JOBS:
- 1) Reproduce the part of the ImageCoDe repository page starting with "This repository contains" and going on through "data/train_data.json and data/valid_data.json.".
- 2) Return each line of the records that contains the string "grass".

SELECTED EXCERPT:
....................
Code and data for ImageCoDe, a contextual vison-and-language benchmark

Overview

ImageCoDe

arxiv

This repository contains code and data for ImageCoDe: Image Retrieval from Contextual Descriptions.

Example

Data

All collected descriptions for the training and validation set are under data/train_data.json and data/valid_data.json.

Image sets can be downloaded on Zenodo or GoogleDrive and should be unzipped in data/.

You can download from the commandline via:

wget https://zenodo.org/record/6518944/files/image-sets.zip

For ViLBERT experiments, you need to download a pretrained ViLBERT checkpoint from volta here, simply by clicking on ViLBERT in the table. Save the downloaded file as baselines/vilbert/vilbert-pretrained.bin. Since ViLBERT uses image features from Faster R-CNN, you also have to downloaded these for all ImageCoDe images here: Google Drive link. Save the file as data/rcnn-features36-36.lmdb. The same procedure applies for UNITER.

The format for data/train_data.json looks like this:

{
  "MSR-VTT-videoTrainValVideo_video2044-shot1_0": {
    "6": "a mom holding her babies in the middle of the picture, no other image intervenes with the image.",
    "7": "The image is fading between a woman holding a baby and a woman sitting with a red background. The hands of the woman sitting aren't visible."
  },
  "video-storytelling-videochristmas_56Nm66j-i5Q-shot14_2": {
  "..."
  }
}

And the images under data/ have the following structure. Each folder contains 10 images. If the images are video frames, the number X in imgX.jpg indicates the frame number:

  .
  ├── MSR-VTT-videoTrainValVideo_video2044-shot1_0
      │   ├── img0.jpg
      │   ├── img7.jpg
      │   ├── ...
  ├── video-storytelling-videochristmas_56Nm66j-i5Q-shot14_2
      │   ├── ...

Leaderboard

Based on this you can train your model and test on the unlabeled test set:

{
  "MSR-VTT-videoTestVideo_video7763-shot2_1": [
    "The team name on shirt is visible without a number, but all letters can be seen for team name.",
    "the player can be seen with him on the left close to the logo on the pitch on the right and can be clearly seen"
  ],
  "...":
  ["..."]
}

In order to appear on the leaderboard, please format your results in the following format:

{
  "MSR-VTT-videoTestVideo_video7763-shot2_1": [
    1,
    2
  ],
  "...":
  ["..."]
}

Where the example here with "1" and "2" represent image indices ranging from 0 to 9. You can submit to the leaderboard by sending your test set file (or a download link) to [email protected] and we will update the leaderboard quickly (max. 1-2 days). The leaderboard is maintained on the project website and might change its submission procedure at some point.
....................
RECORD SET:
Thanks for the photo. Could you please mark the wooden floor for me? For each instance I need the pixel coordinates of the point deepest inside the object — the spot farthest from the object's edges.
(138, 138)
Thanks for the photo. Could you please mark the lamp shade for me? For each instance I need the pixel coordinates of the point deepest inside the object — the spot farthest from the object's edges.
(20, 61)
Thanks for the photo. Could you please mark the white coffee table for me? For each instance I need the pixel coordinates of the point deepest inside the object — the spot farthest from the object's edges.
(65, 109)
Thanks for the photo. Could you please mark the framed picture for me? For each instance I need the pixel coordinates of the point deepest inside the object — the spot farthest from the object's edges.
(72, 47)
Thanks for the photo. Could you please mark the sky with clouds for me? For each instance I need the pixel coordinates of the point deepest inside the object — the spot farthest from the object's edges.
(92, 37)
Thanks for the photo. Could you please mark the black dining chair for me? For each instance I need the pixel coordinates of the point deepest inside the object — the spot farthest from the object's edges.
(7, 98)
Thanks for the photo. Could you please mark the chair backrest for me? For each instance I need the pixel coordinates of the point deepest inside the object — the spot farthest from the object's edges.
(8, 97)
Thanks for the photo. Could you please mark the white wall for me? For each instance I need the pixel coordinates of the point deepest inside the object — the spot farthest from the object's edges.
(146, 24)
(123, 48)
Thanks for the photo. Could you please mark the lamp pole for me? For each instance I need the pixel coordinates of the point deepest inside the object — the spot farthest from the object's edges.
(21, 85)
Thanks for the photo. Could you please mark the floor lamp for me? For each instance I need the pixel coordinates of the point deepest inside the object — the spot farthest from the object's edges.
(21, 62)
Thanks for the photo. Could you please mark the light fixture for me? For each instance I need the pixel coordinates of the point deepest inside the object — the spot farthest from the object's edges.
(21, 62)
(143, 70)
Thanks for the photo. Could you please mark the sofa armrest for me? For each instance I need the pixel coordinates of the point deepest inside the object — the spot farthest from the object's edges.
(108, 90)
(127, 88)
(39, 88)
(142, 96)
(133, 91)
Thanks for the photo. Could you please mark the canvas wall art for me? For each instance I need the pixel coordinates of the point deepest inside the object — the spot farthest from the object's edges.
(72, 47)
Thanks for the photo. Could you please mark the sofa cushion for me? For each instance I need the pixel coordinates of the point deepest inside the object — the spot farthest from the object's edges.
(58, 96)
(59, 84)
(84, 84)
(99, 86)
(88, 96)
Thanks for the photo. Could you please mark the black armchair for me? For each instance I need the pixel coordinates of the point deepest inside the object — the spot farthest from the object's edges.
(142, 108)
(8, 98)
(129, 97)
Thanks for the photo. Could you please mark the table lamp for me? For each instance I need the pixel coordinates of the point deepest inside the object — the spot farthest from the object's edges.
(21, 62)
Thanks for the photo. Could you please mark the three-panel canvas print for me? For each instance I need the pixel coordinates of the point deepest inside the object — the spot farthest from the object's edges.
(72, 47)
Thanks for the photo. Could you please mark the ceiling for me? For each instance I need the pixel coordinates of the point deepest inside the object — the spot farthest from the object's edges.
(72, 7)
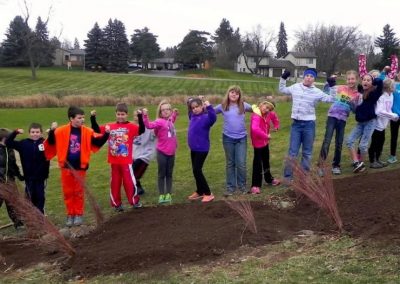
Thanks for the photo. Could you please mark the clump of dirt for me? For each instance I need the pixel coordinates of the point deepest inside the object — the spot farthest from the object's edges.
(167, 236)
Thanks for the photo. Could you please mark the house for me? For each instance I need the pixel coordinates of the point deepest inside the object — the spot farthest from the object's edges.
(295, 62)
(69, 57)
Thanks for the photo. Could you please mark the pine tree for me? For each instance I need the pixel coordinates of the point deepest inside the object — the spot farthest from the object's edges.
(281, 45)
(388, 43)
(94, 48)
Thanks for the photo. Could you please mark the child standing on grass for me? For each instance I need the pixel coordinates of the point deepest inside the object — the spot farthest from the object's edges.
(260, 125)
(234, 139)
(144, 148)
(35, 166)
(8, 172)
(371, 90)
(394, 125)
(346, 100)
(164, 129)
(383, 111)
(201, 118)
(302, 133)
(72, 144)
(120, 142)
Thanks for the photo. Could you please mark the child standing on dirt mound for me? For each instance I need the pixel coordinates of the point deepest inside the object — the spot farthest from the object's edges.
(164, 129)
(260, 124)
(346, 100)
(302, 132)
(72, 144)
(34, 163)
(383, 111)
(201, 118)
(8, 172)
(234, 139)
(371, 90)
(120, 142)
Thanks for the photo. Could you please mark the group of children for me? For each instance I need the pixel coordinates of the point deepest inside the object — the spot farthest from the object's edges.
(132, 145)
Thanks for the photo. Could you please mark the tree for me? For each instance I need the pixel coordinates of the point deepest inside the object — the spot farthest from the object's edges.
(329, 43)
(144, 46)
(76, 44)
(94, 48)
(227, 45)
(255, 45)
(281, 45)
(116, 47)
(195, 48)
(388, 43)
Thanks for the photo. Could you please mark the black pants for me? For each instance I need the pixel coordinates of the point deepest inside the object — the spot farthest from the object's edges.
(376, 147)
(261, 166)
(198, 159)
(394, 134)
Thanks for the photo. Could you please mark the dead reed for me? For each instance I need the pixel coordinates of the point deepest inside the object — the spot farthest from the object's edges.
(317, 185)
(39, 227)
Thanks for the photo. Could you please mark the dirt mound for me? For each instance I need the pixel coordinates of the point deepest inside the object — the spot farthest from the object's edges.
(165, 236)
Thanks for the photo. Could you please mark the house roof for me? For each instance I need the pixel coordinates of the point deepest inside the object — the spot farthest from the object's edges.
(302, 54)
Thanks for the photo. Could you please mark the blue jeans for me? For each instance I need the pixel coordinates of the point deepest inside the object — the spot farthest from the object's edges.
(333, 124)
(235, 154)
(302, 134)
(363, 130)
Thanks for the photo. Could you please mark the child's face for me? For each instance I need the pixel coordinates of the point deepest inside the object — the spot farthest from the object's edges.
(366, 82)
(351, 81)
(121, 116)
(196, 108)
(165, 110)
(233, 96)
(78, 120)
(35, 133)
(308, 80)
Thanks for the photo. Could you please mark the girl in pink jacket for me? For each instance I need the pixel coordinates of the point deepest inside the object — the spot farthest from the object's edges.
(260, 124)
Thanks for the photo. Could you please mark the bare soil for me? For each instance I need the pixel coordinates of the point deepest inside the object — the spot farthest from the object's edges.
(162, 237)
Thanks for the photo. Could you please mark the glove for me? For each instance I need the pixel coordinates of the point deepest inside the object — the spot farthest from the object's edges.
(285, 74)
(331, 81)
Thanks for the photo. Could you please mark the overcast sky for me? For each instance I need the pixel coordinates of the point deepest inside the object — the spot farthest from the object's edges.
(171, 20)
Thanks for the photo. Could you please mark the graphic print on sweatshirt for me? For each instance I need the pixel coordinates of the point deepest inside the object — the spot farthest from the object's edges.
(118, 142)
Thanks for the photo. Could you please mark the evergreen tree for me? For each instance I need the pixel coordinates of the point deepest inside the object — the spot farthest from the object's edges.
(388, 43)
(116, 47)
(281, 45)
(94, 48)
(144, 46)
(195, 48)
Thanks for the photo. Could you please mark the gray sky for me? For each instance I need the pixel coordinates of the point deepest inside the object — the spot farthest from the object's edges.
(171, 20)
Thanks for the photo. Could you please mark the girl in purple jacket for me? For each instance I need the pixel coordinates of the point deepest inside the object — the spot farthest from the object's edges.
(201, 117)
(260, 122)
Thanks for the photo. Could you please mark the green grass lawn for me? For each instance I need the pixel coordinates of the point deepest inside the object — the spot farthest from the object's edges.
(328, 261)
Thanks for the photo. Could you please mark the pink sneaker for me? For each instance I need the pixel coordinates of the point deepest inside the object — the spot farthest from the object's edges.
(255, 190)
(275, 182)
(207, 198)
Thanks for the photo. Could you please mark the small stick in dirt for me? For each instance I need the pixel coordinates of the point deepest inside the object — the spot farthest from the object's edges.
(36, 223)
(318, 187)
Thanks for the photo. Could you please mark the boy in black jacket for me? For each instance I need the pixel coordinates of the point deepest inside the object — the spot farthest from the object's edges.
(8, 171)
(34, 163)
....................
RESULTS FOR THE EXERCISE:
- 1)
This repository contains code and data for ImageCoDe: Image Retrieval from Contextual Descriptions.

Example

Data

All collected descriptions for the training and validation set are under data/train_data.json and data/valid_data.json.

- 2)
Thanks for the photo. Could you please mark the child standing on grass for me? For each instance I need the pixel coordinates of the point deepest inside the object — the spot farthest from the object's edges.
Thanks for the photo. Could you please mark the green grass lawn for me? For each instance I need the pixel coordinates of the point deepest inside the object — the spot farthest from the object's edges.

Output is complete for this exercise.